## What the exercise asks
Rewrite every one of the following items, substituting "biggest circle" for each occurrence of "largest circle" and leaving all other wording unchanged.

Pointing dataset records:
>>
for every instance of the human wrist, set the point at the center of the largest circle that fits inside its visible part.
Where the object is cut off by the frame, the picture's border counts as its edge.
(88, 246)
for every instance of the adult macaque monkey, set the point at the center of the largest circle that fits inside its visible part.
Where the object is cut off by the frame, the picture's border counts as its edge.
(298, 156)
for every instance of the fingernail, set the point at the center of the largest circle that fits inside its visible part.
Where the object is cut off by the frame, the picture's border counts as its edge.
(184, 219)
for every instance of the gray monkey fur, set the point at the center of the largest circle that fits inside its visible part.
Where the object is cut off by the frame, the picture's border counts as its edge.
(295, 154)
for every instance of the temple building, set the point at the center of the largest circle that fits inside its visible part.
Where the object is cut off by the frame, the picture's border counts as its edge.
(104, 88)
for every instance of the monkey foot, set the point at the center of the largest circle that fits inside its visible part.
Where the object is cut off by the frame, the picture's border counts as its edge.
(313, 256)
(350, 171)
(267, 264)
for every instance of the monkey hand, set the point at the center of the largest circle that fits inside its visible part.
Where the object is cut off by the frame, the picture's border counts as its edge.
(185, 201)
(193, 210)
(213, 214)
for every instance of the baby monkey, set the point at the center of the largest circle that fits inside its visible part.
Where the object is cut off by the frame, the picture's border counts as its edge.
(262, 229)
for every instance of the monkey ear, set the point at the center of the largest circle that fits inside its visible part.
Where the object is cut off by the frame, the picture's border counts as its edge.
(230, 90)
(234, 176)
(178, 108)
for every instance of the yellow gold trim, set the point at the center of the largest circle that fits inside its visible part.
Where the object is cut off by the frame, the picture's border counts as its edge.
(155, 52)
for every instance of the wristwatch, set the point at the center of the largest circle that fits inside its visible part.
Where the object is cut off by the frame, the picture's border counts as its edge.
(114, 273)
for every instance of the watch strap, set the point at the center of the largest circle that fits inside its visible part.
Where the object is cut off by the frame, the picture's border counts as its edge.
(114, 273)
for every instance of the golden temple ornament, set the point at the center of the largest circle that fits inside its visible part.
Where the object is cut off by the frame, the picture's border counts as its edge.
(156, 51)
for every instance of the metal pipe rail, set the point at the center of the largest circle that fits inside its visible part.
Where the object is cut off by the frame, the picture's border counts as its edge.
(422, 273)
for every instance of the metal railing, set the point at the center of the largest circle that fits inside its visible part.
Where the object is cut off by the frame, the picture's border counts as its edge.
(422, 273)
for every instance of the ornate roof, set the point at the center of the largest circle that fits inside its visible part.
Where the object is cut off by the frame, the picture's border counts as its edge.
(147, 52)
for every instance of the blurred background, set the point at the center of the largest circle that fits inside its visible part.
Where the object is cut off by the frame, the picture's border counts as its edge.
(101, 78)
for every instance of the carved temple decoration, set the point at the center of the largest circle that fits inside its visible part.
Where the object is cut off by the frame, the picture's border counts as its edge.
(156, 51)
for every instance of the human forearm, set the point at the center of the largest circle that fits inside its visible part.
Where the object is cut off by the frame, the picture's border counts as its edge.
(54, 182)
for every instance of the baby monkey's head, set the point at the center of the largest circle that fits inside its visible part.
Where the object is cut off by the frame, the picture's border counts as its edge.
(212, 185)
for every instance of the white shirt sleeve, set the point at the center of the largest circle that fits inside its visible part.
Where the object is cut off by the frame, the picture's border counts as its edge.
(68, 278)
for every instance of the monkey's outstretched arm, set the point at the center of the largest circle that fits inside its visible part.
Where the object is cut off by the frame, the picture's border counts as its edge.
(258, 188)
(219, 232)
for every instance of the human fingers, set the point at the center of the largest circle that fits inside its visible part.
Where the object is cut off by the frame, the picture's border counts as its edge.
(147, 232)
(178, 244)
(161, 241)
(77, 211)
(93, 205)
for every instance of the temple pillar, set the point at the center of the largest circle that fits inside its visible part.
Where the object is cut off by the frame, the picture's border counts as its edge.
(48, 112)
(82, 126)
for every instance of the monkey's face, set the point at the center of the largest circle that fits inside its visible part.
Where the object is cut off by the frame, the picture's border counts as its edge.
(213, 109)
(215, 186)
<<
## Result of the exercise
for every instance of the human wrist, set the point at the center of the biggest circle that fits inside its visible part.
Where the object is cut off by the frame, the picture's border counts as its edge.
(88, 246)
for every instance of the adult macaque monkey, set the point at the center of the biggest circle that fits inside its visible part.
Where the object is cut off by the frame, the picture's border counts as its edge.
(298, 156)
for every instance of the fingernail, set the point at the center of the biggest circle that fits inside its visible part.
Where the object is cut off by the frame, the picture's border counts as its edge.
(184, 219)
for every instance of the gray monkey fur, set the point at the center of the biggest circle that fits inside its visible part.
Where the object is cut off by the frame, the picture's border counts as its edge.
(295, 154)
for every instance of the temple building, set the point at the center of the biggest circle that fits inside its visible part.
Where the object is cut off by the frame, the picture's border counts as its edge.
(104, 88)
for every instance of the monkey foot, set the point at the center of the biggest circle that fits inside its visible part.
Where the object is cut off by the frame, the picture's border counts as its edge.
(313, 256)
(350, 171)
(267, 264)
for every instance of the monkey hand, set the point at the center of the biggest circle that fits inside its visible part.
Where the object is cut off by the frame, the picture's border counts as its edge.
(185, 201)
(193, 210)
(213, 214)
for every instance of the baby monkey, set the point at the center of the biggest circle that fits inside its visible part.
Where the object is cut off by the frame, the picture's border counts as its edge.
(262, 229)
for every instance of the monkey ear, set the point at the center of the biggest circle that fits inside its visible part.
Where the object is cut off by the frame, the picture's border counts as its edge.
(230, 90)
(234, 176)
(178, 108)
for every instance of the yellow gold trim, set the point at the center of the biggest circle that fits inside its visible part.
Where the object is cut off by the frame, the picture's border counts as its edge.
(155, 52)
for every instance of the wristwatch, set the point at the center of the biggest circle that fits inside its visible part.
Where the object is cut off by the frame, the picture's border counts as its edge.
(114, 273)
for every instance of the watch strap, set the point at the center of the biggest circle that fits inside its visible part.
Where the object is cut off by the frame, the picture's border counts as its edge.
(114, 273)
for every instance of the golden temple ornament, set the point at the center of the biggest circle that fits inside its visible part.
Where the object is cut off by the frame, the picture's border counts as its edge.
(156, 51)
for every instance of the metal pipe rail, set the point at the center of the biggest circle that fits inside its visible part.
Where the object is cut off by the frame, the picture's border counts as its edge.
(422, 273)
for every instance of the metal railing, set the point at the center of the biggest circle that fits inside its visible part.
Where the object is cut off by the frame, the picture's border counts as its edge.
(422, 273)
for every instance of the ornate roof, set the point at the center of the biggest circle that fits inside its visible part.
Where the object is cut off by the frame, the picture's border counts as its edge.
(147, 52)
for every instance of the blurred background, set the point at the center of the biggest circle that fits inside its visible part.
Where the object is cut off by the frame, the picture's border counts as its edge.
(101, 78)
for every instance of the carved temple decoration, set the point at the center of the biggest circle that fits inside its visible part.
Where the object is cut off by the frame, the picture's border counts as its edge.
(156, 51)
for every instance of the human forearm, set the point at the center of the biggest circle that fits inside its visible part.
Where the object is cut off by the frame, the picture's border counts as its edge.
(54, 182)
for every instance of the baby monkey's head, set the point at the center of the biggest circle that fits inside its visible part.
Where the object is cut off by the frame, the picture's border counts as its edge.
(212, 185)
for every instance of the white shirt sleeve, set the point at the center of the biggest circle that fits inside its visible part.
Where the object is cut off by the frame, the picture's border counts as its edge.
(68, 278)
for every instance of the monkey's outstretched arm, set the point at the center of the biggest circle that fits inside its visible part.
Where the object is cut off by the frame, the picture's border counts as its edge.
(258, 188)
(219, 232)
for every instance of the human fingers, set the point at the center of the biggest circle that fits inside its visible part.
Where the object is cut off by the frame, the picture's border counts as its edge.
(147, 232)
(178, 244)
(161, 241)
(77, 211)
(93, 205)
for every instance of the temple pillar, set the point at the center of the biggest circle that fits inside its visible part.
Where the object is cut off by the frame, the picture's border counts as its edge.
(48, 112)
(82, 126)
for every instance of the monkey's face, set the point at the center of the biggest circle that fits inside its visible part.
Where the object is cut off by the frame, the picture's border counts as its edge.
(213, 109)
(215, 186)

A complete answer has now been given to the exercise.